→ Supplied material
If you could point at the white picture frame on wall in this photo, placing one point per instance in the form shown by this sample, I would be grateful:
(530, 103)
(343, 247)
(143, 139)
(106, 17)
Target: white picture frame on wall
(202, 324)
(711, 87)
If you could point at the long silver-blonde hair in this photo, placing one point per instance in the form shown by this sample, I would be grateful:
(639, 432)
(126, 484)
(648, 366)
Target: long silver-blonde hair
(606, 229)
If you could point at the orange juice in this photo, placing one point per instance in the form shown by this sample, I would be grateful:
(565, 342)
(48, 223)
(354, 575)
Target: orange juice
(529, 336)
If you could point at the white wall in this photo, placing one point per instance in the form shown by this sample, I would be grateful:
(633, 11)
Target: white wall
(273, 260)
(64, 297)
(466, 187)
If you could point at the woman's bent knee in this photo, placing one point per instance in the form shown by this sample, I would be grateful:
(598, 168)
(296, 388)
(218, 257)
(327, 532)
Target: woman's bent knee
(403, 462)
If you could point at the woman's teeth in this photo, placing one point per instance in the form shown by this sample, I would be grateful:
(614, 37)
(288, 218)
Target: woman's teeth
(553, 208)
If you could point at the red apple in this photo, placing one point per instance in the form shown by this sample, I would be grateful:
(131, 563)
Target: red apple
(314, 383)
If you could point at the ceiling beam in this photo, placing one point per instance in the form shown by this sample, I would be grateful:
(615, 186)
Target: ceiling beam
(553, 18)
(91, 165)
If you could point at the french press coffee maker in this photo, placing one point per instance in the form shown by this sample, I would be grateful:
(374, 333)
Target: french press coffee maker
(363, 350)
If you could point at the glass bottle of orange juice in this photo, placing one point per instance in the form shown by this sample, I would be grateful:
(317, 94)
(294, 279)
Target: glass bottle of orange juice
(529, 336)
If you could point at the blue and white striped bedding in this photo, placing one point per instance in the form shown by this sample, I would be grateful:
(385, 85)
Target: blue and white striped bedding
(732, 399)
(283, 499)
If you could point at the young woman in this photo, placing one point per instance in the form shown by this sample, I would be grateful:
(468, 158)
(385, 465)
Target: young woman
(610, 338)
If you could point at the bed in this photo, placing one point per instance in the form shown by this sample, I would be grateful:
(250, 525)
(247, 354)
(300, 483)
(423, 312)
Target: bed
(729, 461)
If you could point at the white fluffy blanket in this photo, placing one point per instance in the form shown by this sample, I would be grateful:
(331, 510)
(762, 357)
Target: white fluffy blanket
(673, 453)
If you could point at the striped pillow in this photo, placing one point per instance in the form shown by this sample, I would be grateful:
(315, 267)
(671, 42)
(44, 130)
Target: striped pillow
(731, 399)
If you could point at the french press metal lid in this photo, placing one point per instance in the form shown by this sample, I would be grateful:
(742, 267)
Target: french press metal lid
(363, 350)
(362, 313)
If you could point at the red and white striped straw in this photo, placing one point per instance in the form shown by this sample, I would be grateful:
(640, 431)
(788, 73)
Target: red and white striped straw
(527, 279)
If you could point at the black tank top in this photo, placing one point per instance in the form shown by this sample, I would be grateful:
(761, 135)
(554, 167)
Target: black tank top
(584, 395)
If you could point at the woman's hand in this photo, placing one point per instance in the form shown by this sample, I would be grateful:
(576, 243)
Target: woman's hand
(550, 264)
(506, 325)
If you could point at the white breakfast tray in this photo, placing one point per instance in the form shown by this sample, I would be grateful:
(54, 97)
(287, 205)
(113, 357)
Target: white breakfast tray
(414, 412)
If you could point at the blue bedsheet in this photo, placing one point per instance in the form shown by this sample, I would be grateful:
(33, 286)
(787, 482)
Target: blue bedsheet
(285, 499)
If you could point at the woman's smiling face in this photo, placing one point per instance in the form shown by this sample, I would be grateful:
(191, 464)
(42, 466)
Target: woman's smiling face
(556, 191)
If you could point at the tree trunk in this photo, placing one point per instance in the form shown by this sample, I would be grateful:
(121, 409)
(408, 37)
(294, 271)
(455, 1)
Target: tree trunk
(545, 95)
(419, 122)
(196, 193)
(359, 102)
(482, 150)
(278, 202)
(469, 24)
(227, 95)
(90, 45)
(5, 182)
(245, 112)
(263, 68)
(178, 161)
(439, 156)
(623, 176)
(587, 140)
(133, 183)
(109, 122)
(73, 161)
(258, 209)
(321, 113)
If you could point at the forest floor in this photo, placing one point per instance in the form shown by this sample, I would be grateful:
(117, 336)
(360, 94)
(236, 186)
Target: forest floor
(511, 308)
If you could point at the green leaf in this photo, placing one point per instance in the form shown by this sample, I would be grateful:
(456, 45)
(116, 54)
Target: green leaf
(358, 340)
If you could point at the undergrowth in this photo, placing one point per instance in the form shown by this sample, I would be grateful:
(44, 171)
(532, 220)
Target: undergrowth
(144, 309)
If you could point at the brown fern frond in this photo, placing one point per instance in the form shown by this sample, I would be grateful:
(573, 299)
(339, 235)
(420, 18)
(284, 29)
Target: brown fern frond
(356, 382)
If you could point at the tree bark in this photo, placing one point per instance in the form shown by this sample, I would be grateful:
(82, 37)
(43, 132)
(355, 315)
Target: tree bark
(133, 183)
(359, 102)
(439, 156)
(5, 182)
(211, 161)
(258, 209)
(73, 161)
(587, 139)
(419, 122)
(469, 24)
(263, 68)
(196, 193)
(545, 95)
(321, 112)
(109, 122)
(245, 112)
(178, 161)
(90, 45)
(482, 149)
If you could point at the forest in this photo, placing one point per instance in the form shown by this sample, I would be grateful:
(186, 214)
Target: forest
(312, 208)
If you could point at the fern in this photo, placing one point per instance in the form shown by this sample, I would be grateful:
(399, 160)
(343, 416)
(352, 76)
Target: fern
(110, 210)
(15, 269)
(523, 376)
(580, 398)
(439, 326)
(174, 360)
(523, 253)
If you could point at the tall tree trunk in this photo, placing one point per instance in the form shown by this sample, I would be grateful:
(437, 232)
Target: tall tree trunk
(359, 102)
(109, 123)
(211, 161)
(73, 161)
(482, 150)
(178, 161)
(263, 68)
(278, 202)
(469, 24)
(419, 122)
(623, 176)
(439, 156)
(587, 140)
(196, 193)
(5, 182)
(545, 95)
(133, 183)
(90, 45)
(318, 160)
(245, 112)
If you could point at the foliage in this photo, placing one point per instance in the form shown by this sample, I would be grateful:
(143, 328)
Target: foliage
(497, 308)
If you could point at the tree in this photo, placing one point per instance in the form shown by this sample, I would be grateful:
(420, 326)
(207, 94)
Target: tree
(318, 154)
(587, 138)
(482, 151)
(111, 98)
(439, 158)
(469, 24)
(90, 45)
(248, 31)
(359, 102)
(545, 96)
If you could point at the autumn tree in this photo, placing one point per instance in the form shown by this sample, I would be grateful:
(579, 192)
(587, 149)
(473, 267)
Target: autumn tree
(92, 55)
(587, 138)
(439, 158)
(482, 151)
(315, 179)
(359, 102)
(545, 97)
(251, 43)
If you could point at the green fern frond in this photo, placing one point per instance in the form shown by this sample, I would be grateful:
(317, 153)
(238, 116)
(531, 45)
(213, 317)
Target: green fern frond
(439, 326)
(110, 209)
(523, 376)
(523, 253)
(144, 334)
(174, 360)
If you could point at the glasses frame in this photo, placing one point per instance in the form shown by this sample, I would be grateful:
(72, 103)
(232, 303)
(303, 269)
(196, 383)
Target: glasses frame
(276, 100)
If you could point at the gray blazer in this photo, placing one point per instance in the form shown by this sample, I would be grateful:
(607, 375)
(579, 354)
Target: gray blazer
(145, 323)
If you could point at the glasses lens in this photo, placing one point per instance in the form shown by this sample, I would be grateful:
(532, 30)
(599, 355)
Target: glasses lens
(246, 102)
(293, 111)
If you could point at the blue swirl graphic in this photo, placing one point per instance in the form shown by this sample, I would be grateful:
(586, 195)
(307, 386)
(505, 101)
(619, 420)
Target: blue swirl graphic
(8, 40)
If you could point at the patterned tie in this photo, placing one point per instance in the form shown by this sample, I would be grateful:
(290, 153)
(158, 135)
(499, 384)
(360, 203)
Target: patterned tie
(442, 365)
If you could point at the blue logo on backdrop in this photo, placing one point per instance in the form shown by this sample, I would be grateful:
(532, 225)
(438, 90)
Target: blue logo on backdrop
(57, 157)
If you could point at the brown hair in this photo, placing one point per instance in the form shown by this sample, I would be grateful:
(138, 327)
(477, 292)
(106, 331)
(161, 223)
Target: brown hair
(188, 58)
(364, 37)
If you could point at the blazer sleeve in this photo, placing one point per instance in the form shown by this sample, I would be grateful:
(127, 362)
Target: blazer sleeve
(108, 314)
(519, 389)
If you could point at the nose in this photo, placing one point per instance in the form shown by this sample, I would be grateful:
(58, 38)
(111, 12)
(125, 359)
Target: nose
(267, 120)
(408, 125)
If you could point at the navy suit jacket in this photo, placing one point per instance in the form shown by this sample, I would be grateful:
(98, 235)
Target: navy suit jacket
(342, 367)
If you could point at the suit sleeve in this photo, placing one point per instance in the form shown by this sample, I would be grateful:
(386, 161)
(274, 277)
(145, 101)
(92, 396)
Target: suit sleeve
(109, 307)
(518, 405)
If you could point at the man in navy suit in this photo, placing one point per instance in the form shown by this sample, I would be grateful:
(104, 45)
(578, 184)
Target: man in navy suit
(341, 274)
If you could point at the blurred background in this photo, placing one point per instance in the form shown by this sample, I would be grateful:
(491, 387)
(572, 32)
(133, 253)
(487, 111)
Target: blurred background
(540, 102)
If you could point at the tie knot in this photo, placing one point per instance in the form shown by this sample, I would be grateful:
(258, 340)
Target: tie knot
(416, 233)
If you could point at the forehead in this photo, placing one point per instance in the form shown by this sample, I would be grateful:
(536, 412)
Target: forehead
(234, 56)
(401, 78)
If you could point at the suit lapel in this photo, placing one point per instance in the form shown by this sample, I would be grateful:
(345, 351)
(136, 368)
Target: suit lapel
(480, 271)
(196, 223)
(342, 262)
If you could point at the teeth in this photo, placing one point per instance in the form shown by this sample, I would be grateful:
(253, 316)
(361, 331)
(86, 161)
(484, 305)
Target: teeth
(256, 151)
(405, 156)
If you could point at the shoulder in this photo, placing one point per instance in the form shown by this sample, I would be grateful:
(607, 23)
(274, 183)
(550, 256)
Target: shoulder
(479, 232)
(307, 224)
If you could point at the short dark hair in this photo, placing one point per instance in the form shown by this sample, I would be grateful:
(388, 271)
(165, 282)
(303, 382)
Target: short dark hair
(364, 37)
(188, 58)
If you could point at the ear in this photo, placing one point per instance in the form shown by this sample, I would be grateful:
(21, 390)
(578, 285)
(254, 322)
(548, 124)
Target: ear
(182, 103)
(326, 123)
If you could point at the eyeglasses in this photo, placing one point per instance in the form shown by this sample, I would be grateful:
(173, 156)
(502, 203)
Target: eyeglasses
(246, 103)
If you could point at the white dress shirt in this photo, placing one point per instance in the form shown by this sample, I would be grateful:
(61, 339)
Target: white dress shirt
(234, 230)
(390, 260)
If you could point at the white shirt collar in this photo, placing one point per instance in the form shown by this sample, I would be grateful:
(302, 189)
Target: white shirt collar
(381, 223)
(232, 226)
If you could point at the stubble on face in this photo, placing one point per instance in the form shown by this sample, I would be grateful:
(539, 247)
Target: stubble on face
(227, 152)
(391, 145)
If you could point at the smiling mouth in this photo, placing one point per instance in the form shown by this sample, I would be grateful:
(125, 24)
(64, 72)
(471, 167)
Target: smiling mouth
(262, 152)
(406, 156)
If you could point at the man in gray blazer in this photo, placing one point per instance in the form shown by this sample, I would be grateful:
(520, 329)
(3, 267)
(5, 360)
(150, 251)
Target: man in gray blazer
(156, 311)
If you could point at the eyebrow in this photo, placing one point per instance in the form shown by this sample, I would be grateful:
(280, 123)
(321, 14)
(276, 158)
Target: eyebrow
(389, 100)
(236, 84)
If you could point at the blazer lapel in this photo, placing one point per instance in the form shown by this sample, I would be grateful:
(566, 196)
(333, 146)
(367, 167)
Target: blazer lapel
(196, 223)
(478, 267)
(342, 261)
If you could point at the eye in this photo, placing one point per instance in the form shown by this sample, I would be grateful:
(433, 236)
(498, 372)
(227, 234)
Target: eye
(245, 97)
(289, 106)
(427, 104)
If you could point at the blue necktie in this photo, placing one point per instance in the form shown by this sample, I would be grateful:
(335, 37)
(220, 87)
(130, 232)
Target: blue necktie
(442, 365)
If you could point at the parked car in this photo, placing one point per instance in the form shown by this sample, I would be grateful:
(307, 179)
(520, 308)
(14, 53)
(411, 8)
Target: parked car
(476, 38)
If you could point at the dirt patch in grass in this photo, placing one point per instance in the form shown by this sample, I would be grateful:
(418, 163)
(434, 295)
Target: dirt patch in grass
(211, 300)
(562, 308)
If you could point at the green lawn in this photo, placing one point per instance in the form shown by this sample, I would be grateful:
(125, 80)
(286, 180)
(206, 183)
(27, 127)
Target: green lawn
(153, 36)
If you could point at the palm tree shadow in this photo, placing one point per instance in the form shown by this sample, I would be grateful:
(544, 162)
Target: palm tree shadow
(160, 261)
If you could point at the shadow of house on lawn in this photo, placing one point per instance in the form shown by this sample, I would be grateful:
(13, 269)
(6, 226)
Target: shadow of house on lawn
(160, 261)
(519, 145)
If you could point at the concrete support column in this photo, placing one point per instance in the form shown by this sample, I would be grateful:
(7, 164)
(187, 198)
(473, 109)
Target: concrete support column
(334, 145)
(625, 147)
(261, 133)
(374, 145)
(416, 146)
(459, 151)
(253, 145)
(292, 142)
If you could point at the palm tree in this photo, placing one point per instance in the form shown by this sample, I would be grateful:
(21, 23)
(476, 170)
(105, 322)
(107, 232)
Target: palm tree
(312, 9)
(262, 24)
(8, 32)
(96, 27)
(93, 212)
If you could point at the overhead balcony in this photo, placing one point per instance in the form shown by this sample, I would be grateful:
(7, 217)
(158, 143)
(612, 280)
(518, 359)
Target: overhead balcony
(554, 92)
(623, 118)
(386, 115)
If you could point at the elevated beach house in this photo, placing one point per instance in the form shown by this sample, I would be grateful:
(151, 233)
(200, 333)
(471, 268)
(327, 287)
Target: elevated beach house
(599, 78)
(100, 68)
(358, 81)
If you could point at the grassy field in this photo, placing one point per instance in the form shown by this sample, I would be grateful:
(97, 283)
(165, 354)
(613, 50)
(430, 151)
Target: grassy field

→ Task to carry out
Using the listing above, report each line that mentions the word "grassy".

→ Expected answer
If you could point at the grassy field in this photo, placing one point per instance in the form shown by this sample, I would be grateful:
Target: grassy field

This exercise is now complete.